*Activity*
Whenever the string "Target" appears in a line below, please copy the line out.

[Excerpts from a dataset]

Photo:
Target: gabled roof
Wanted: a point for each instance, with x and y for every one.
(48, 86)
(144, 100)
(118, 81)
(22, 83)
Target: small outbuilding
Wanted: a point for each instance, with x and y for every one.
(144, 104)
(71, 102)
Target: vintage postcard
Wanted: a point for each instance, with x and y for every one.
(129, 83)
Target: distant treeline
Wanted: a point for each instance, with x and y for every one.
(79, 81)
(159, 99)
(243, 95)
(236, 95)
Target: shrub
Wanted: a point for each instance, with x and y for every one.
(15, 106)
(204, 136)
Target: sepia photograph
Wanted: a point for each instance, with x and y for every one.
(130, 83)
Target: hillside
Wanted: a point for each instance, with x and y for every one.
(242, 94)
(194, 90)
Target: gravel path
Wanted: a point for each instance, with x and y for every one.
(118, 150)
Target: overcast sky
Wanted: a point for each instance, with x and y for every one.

*Result*
Target: gabled roof
Target: small outbuilding
Target: vintage postcard
Target: distant treeline
Target: shrub
Target: sepia photograph
Target: hillside
Target: gravel path
Target: overcast sky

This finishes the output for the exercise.